- Given instruction: Copy out every line of the items below that contains the word "plant".

-- BEGIN Exercise data --

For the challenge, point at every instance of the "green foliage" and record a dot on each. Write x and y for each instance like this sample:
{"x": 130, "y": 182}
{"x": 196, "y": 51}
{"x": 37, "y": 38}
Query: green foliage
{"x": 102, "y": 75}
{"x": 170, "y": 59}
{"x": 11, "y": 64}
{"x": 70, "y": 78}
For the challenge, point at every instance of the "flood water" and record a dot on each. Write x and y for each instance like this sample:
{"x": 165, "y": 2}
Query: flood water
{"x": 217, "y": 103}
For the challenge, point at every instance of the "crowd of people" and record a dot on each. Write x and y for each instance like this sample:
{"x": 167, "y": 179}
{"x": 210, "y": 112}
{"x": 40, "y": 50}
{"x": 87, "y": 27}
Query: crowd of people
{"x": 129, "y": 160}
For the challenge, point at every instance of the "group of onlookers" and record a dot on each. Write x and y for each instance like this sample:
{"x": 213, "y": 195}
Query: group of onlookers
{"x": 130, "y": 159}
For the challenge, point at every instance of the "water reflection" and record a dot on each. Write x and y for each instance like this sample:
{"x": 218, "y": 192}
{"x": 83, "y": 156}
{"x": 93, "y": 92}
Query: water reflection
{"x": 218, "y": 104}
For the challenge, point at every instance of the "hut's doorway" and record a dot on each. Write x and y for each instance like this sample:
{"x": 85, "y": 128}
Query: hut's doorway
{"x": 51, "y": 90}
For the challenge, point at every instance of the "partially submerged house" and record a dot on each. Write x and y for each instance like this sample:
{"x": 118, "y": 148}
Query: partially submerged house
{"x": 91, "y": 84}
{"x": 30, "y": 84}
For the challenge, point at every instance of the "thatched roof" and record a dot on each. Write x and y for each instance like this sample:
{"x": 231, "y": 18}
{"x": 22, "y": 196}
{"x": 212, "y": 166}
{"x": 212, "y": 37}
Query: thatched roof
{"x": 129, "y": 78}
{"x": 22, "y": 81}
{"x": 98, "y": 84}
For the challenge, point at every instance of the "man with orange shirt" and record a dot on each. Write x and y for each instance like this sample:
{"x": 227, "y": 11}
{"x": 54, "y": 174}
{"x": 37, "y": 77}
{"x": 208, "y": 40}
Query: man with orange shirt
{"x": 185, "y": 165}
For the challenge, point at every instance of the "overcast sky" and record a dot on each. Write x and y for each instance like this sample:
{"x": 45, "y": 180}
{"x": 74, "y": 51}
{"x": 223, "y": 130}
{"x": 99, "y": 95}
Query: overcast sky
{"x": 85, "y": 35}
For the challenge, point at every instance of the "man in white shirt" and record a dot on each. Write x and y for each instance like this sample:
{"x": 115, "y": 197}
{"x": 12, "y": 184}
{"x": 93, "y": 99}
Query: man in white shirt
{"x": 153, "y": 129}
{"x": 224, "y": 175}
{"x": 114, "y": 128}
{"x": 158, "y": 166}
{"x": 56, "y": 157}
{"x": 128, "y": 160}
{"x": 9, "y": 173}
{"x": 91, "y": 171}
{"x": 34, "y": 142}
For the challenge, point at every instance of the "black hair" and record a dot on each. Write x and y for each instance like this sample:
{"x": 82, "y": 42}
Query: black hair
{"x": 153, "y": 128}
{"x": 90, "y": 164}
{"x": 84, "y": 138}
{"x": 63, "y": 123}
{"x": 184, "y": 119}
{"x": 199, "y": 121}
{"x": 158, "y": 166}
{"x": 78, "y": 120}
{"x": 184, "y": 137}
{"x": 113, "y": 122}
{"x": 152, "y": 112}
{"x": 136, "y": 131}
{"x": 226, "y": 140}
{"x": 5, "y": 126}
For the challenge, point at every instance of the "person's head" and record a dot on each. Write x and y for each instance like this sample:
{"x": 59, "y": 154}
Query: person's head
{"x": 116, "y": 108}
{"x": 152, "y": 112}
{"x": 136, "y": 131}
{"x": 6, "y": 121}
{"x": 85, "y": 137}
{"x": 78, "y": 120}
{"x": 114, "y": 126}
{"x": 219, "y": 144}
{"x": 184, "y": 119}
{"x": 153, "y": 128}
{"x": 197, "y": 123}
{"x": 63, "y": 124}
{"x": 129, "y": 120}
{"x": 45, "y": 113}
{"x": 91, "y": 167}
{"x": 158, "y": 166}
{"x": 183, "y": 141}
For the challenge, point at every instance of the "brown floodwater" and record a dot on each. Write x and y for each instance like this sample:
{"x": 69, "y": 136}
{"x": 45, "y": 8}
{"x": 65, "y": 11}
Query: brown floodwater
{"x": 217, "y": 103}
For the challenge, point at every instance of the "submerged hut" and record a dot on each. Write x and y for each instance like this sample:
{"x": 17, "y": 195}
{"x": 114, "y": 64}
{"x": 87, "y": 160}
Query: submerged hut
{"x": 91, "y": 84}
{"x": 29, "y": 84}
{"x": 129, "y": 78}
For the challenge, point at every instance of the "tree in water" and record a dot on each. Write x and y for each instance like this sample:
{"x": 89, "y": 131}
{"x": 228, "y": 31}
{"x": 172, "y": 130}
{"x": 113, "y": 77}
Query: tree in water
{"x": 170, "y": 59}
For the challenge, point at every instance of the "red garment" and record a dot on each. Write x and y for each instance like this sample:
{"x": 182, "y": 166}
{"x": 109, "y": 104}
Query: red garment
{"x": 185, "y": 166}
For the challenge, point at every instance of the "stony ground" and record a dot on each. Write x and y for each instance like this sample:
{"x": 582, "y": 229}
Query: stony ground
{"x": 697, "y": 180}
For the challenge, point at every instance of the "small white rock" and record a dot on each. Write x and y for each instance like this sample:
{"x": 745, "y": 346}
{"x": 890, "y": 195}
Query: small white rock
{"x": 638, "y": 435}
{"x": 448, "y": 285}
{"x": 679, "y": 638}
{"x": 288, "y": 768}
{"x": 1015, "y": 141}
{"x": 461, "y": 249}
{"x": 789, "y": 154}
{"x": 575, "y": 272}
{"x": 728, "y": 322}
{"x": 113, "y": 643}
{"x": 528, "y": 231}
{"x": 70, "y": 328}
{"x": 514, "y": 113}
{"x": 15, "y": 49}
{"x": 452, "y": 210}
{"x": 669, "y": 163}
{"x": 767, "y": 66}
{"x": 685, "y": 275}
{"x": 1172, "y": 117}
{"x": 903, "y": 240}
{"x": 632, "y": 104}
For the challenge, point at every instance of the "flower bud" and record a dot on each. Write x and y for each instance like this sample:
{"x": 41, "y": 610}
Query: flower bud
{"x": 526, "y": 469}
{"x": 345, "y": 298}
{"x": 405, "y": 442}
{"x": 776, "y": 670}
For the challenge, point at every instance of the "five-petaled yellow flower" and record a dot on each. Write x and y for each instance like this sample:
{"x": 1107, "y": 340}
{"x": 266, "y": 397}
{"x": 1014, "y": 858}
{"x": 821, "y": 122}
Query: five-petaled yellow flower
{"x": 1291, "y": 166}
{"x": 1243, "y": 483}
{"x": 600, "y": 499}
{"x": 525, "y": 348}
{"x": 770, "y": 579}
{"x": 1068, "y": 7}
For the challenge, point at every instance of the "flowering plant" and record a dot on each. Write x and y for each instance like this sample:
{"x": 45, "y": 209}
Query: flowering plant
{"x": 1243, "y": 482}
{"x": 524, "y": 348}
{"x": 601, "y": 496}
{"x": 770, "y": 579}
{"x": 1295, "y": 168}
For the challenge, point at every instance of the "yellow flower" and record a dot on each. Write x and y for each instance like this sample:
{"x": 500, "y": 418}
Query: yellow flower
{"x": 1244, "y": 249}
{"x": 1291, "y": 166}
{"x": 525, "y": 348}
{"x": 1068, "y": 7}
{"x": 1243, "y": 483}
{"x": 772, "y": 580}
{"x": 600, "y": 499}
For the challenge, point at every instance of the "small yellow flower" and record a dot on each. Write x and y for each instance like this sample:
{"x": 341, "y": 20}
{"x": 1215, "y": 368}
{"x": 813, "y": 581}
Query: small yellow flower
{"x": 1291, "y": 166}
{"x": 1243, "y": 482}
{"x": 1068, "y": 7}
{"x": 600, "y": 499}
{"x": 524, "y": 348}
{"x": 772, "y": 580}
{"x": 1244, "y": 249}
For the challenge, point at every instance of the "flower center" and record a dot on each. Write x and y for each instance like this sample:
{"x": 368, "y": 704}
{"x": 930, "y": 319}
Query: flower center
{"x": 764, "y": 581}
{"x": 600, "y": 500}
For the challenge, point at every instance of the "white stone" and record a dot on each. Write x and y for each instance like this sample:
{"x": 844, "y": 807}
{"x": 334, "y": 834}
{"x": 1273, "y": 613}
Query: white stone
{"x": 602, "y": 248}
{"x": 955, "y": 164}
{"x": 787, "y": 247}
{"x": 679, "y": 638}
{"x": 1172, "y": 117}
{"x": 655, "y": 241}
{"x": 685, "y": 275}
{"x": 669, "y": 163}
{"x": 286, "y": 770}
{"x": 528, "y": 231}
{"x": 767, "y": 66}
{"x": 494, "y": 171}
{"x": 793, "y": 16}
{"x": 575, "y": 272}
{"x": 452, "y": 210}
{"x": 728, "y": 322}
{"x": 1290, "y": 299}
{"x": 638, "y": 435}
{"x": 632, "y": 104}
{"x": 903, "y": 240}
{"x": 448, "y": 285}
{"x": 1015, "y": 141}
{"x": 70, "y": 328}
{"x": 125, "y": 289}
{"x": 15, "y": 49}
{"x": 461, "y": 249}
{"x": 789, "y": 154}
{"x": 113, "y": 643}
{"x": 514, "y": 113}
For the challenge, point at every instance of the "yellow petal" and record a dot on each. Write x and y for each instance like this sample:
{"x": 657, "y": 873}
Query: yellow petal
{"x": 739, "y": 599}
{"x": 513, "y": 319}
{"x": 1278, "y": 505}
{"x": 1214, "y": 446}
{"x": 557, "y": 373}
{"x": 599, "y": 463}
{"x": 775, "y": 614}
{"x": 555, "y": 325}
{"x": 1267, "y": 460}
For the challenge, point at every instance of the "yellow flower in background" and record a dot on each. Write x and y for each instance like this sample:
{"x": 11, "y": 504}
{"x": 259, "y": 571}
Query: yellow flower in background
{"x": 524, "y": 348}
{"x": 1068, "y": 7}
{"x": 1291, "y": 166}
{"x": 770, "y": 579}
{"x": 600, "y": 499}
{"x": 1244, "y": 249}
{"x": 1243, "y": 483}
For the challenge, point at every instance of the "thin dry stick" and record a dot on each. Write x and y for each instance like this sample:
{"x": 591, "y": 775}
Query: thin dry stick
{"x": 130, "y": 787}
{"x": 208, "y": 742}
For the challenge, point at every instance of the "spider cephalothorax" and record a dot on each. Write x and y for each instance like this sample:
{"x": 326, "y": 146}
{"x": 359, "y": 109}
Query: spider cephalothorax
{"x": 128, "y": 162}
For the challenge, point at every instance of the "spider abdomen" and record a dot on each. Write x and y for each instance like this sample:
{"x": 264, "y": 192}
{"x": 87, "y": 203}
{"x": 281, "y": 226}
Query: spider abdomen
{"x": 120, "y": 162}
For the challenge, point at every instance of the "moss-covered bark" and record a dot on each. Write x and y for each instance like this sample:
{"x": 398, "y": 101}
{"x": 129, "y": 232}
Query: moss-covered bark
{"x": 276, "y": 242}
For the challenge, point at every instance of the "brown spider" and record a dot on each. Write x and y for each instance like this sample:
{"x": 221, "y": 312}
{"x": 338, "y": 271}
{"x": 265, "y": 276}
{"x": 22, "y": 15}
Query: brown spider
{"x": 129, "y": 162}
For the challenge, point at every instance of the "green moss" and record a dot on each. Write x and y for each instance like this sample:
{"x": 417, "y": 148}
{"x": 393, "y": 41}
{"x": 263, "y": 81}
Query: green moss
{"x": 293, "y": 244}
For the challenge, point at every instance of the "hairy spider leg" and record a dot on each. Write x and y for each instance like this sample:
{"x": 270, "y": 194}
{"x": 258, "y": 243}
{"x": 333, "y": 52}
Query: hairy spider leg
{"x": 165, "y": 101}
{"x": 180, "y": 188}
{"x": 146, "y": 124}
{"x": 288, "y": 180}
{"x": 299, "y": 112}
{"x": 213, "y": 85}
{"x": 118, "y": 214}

-- END Exercise data --

- Finished answer:
For the challenge, point at every instance of the "flowering plant" and record a dot on each. Write x and y for each instance like this sample:
Query: flowering plant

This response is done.